DIRECTIONS: Repeat the data word for word. Do not include the pictures.

===== EXERCISE DATA

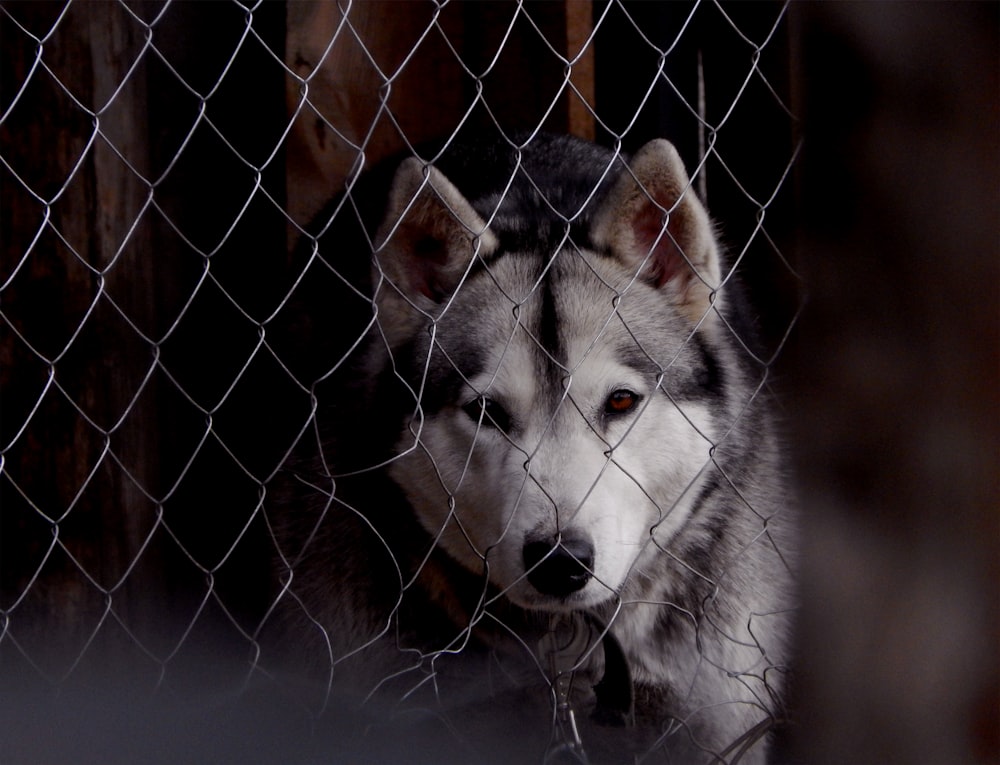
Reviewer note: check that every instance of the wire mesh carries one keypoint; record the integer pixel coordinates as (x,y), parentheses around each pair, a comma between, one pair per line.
(186,418)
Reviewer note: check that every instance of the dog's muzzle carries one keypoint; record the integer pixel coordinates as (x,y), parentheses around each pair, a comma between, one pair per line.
(559,569)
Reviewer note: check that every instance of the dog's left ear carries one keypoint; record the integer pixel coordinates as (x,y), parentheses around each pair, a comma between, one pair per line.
(652,221)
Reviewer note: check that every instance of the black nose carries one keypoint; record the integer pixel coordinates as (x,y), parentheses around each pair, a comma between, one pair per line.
(559,569)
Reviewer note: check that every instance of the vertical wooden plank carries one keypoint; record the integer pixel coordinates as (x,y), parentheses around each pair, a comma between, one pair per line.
(580,109)
(66,486)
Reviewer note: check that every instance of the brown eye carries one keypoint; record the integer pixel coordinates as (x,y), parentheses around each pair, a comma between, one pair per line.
(621,401)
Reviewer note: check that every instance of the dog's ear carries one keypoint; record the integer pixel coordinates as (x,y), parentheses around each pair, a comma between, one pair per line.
(652,221)
(428,237)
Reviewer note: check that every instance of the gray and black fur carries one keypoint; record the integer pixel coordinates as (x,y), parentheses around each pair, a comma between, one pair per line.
(538,410)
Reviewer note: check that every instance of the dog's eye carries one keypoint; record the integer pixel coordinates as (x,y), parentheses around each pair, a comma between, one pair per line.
(621,401)
(489,412)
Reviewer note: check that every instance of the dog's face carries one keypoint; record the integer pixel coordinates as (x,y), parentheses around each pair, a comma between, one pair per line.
(565,405)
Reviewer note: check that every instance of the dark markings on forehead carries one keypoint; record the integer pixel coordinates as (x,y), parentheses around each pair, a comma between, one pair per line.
(446,374)
(547,330)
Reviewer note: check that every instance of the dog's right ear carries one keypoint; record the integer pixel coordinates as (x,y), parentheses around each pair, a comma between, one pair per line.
(426,243)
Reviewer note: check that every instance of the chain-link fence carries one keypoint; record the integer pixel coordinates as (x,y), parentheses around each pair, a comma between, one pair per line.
(262,462)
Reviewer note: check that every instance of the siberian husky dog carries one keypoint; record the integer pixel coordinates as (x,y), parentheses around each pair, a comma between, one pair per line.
(545,474)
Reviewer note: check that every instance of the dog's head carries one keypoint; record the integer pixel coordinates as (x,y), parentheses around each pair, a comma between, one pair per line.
(562,422)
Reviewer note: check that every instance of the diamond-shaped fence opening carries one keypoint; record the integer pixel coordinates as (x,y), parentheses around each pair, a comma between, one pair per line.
(226,469)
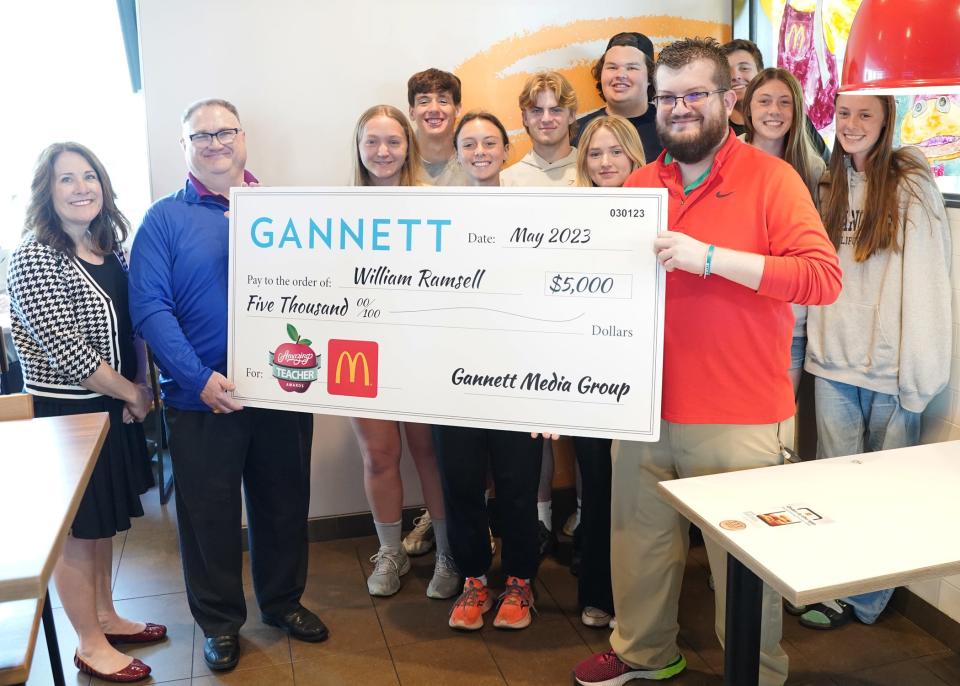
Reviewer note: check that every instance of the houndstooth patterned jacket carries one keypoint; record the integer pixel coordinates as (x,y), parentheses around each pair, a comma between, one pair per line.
(64,324)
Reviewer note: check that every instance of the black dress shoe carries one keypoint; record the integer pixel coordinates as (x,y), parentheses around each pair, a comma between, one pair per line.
(221,652)
(300,624)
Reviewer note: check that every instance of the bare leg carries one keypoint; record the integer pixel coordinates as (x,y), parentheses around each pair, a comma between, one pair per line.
(545,491)
(110,621)
(380,445)
(420,440)
(75,578)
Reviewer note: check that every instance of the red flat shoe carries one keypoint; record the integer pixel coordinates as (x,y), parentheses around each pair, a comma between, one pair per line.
(135,671)
(150,633)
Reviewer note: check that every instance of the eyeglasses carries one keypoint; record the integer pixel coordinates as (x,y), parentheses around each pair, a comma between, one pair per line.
(690,99)
(225,136)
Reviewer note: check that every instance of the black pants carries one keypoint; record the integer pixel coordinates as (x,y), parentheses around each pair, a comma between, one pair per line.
(269,451)
(593,582)
(465,456)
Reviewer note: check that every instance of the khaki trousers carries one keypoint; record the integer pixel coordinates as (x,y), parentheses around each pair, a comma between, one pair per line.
(649,539)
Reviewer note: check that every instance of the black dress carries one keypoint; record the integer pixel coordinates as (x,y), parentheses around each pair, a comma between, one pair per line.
(122,470)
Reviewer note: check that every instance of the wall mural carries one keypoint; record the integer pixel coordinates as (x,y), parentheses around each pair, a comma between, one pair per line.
(811,38)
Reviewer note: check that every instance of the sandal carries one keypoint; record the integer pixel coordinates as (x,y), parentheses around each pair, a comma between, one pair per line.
(827,616)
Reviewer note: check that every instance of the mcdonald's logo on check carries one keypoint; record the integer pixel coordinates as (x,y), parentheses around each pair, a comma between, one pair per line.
(352,368)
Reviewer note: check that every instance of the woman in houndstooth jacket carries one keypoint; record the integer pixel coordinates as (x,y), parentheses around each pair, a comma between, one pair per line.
(71,327)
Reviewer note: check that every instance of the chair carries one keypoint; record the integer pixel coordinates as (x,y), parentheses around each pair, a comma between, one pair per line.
(157,435)
(19,619)
(16,406)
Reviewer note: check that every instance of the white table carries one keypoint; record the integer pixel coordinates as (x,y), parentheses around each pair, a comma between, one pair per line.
(45,465)
(887,519)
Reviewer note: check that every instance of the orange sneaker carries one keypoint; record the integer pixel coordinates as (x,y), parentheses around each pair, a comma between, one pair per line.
(467,612)
(516,603)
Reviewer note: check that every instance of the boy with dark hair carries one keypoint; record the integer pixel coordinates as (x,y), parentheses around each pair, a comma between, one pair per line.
(434,99)
(623,79)
(746,61)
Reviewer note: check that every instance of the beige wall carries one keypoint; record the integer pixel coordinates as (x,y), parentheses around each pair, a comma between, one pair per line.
(941,422)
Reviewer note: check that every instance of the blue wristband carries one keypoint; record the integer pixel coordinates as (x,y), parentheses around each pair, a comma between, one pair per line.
(707,263)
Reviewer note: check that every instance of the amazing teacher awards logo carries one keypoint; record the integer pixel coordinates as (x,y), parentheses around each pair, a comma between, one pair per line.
(295,365)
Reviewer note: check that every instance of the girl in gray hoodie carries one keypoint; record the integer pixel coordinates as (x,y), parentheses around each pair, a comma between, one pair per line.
(881,352)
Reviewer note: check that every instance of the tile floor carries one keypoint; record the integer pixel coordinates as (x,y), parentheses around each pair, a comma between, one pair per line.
(405,639)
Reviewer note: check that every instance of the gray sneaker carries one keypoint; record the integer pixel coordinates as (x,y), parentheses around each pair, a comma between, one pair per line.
(388,567)
(446,579)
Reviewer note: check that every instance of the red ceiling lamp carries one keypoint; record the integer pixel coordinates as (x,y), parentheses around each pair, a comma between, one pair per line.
(903,46)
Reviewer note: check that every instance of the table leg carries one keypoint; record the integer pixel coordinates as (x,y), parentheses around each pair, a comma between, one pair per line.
(53,647)
(741,662)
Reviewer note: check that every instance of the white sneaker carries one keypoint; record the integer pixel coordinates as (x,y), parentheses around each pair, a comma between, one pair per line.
(570,526)
(595,617)
(420,540)
(446,579)
(388,567)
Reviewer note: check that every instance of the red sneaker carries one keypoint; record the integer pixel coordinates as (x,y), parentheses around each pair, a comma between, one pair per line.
(467,612)
(516,603)
(606,669)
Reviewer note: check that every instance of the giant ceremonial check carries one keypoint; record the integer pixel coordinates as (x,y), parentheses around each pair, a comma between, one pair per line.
(520,309)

==========

RESPONSE TO THIS EXERCISE:
Reviewer note: check that every instance of the wire mesh carries one keypoint; record the integer pixel coordinates as (x,y), parentheses around each pair, a comma between, one pair per line.
(186,418)
Reviewer note: check that every instance of the dog's muzzle carries one keypoint; record the integer pixel coordinates as (x,y), parentheses around each pair, a comma between, one pair per line.
(559,569)
Reviewer note: check that every instance of the dog's left ear carries one keypoint; record the integer pixel coordinates as (x,y), parentheses around each pair, a comma between, one pair per line.
(652,221)
Reviewer note: check that every instance of the black nose carries one keypoint; record the integer pixel coordinates as (x,y), parentheses around each pair, a comma between, one pair per line.
(559,569)
Reviewer note: check that every instance of the vertical wooden plank carries one keypoint; record the integer pixel coordinates as (x,y), parentheses around each pair, a comma between, one pair per line.
(580,109)
(66,486)
Reviewer note: check that every instance of the brown eye carries one keypoint; record the integer pixel coordinates as (x,y), parentheses around each pair, a comma between, one pair per line.
(621,401)
Reviewer note: check that every instance of the dog's ear carries one keypoint; record the integer pixel coordinates as (x,y), parentheses around each pair, a comma between, one pair per line.
(652,221)
(428,237)
Reviewer note: check that every instance of the gray and black fur carries one keypoint; record the integer pixel coordinates as (x,y), parentheses around each pair, a comma between, one pair per line.
(538,410)
Reviewer note: check that every instance of the dog's eye carries one keypoint; record the integer pixel coordinates as (x,y), parentheses around each pair, a comma between, one pair per line.
(621,401)
(489,412)
Reviewer note: check that every instance of the dog's face carries one keypoint; record the integer pixel coordinates as (x,y), parentheses around each pair, a comma between, one pair per line.
(565,405)
Reviewer note: check that every instance of the dark markings on forehead carries one keypoint; record the integer pixel coordinates as (x,y), parentheses around each pair, a comma between, one pair per line.
(446,374)
(547,330)
Reviewer note: check that every instance of the dog's right ear carries one keypoint; record the integer pixel coordinates as (x,y), parentheses around each pair, a comma between, one pair per line.
(426,243)
Reviewer note: check that every instance of the chain-link fence carries one keypoint; record the integer pixel coordinates as (x,y), parentheses around each pair, a comma between, one pair per line.
(262,462)
Reviewer note: check that every instance of the siberian husky dog carries one keypoint; record the integer pixel coordinates as (x,y), parentheses around each pair, a comma between, one pair per line.
(545,474)
Reviewer note: check that every instance of the dog's head carries one keypoint; record the integer pixel coordinates as (x,y), parentheses around each pair, a comma between, one pair per line.
(562,422)
Reviewer note: check that every instance of the diamond-shaped fence opening carries one keypoint; record the integer pixel coordinates as (x,y), parentheses around each pair, a comma between, one pair per line.
(226,469)
Reviewer note: check that every instance of the houndstooth patterned jacket carries one keypoint; record the integer pixel coordinates as (x,y), parentheses around each pair, a comma between, one pair per line.
(64,324)
Reviewer note: check that every instance of the black dress shoe carries one keypoint; record the integer pixel coordinates as (x,y), parentheses around each pair, a comma between, one pair per line.
(221,652)
(300,624)
Reviewer note: check that every instance of the bare leg carries one keypoint; record the integer pixel coordinates as (x,y), parentheses around each pair, a comma between, one pair per line.
(545,491)
(110,621)
(380,445)
(420,440)
(75,578)
Reviewer note: check that every instance of the red flat shoe carries one keypoint; record the integer pixel coordinates as (x,y), parentheses around each pair, a comma between, one pair per line.
(135,671)
(150,633)
Reviewer note: check that every instance of the eyeglasses carries one keypoint; record the integer pixel coordinates as (x,y), parentheses around each pair, a comma between, one pair per line.
(690,99)
(225,136)
Reviewer note: check that every instance of the black pants carries one keypoint; record the integer pixel coordinates as (x,y), parentheses around each pair, a comma between, one pair per line.
(269,451)
(593,582)
(465,456)
Reviewer note: check that every instance of the khaki trousers carries one keypoint; record the integer pixel coordinates as (x,y), parentheses around each pair, a comma between, one pair per line.
(649,539)
Reviewer note: check that every instance of the black dress carries one keypoint; record the integer pixel coordinates as (x,y), parentheses around each pair, a comma between, one pair per line.
(122,470)
Reviewer note: check that every instance of the wall mural carries one keypoint; record the integer pixel coordinates as (x,y), parentheses around each pair, a comma between, one pair per line.
(811,38)
Reviewer note: check that every instance of the sandal carries one keypoint; record the integer pixel coordinates as (x,y), parentheses around each pair, a comma between, one pair per line.
(827,616)
Reviewer note: check that every instance of the mcdonald's logo on check carries one keypoint; record the integer pixel coordinates as (x,y), parentheses around each pair, a comma between, one pair per line.
(352,368)
Reviewer note: check that every instance of the woman in houndstooth jacket carries one keypoint; record the integer pixel coordinates as (x,y), parentheses around each pair, a comma between, one pair per line.
(71,327)
Reviewer note: check that every instance of the chair carries one keypoint; record the integer pixel coordinates as (x,y), parentheses around each pair, a comma between, one pair per line.
(157,435)
(19,619)
(16,406)
Reviewer note: check that every instance of the white table carries one keypoint; record the integer pixel coordinates as (x,y), parentheses around each pair, a comma between, one pair per line.
(45,465)
(887,519)
Reviewer note: check that every instance of the orange sneaker carries one keypoint; record the integer pixel coordinates as (x,y), parentheses around each pair, a comma between, one pair per line.
(467,612)
(516,603)
Reviewer note: check that every instance of the boy with dark hair carries one keypoint; record the integer pixel coordinates as (x,y), parentheses around each pair, a comma between, one pair per line.
(434,99)
(623,79)
(746,61)
Reviewer note: check that every instance of the beige wall carries one keypoint; record the integer pixel coordinates as (x,y), parentheses around each pair, a comma between, one pair per line.
(941,422)
Reviewer note: check that every instance of the blue wristband carries one keypoint; record the integer pixel coordinates as (x,y), parentheses around each pair, a comma between, one pair per line.
(707,263)
Reviewer note: check that every instance of the amazing teacher awards logo carries one keypoint; record the integer pixel coordinates as (x,y), parentheses around each pair, a comma between, one pair per line.
(295,365)
Reviewer note: check that every instance of the girl in gray hoodie carries one keypoint; record the integer pixel coordinates as (x,y), parentheses around each pair, a comma between, one pair per line.
(881,352)
Reviewer note: check that every instance of the tile floor carries one keypoint; record the integer pixel coordinates as (x,y), parentheses around each pair, a comma between, one pair per line.
(405,639)
Reviewer note: check that every instance of the gray sneaker carries one keypoint; record the integer pixel coordinates as (x,y), parentheses around each pair, a comma between, one pair per line.
(388,567)
(446,579)
Reviewer note: check that every instance of the red ceiling lamp carries one keypoint; record the integer pixel coordinates as (x,y), parentheses around each pair, a comma between, one pair per line.
(903,46)
Reviewer note: check that every instance of the table leg carries one keypoint; record the integer pixel coordinates as (x,y), parentheses around each pair, a comma between, one pair per line.
(53,647)
(741,662)
Reviewer note: check that every instance of the white sneaker carries one keypoint; record the integer pixel coordinates as (x,y), parentheses around each pair, a comma between, one pair per line.
(570,526)
(595,617)
(420,540)
(446,579)
(388,567)
Reviewer note: check that every instance of the red sneaker carries one keypoint; record the integer pixel coordinates as (x,y), parentheses around each pair, a comma between, one pair per line.
(467,612)
(516,603)
(606,669)
Reviewer note: check that every instance of the giant ceremonial check carries one keypoint; record the integer pixel coordinates as (x,y), parentheses around each pair, a comma between, one pair per line.
(520,309)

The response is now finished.